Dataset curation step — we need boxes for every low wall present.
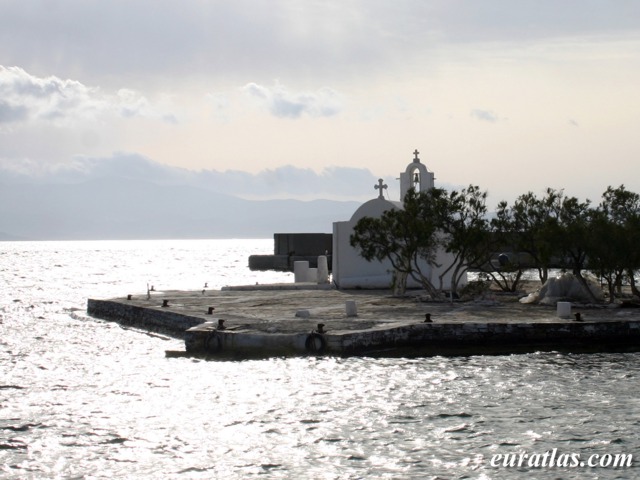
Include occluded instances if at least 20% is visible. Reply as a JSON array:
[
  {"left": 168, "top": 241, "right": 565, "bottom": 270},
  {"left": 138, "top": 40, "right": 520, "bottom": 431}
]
[{"left": 87, "top": 300, "right": 640, "bottom": 357}]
= = = = =
PROBLEM TO SOLVE -> Give every line of the records above as a numbered list. Skip blank lines and leave the pictures out.

REPLY ->
1. Dataset curation step — we need boxes for every low wall present.
2. Include occluded instances if at least 20% is visible. Reply as a JSON array:
3. [
4.   {"left": 168, "top": 241, "right": 565, "bottom": 270},
5.   {"left": 138, "top": 40, "right": 520, "bottom": 431}
6. ]
7. [{"left": 87, "top": 300, "right": 640, "bottom": 357}]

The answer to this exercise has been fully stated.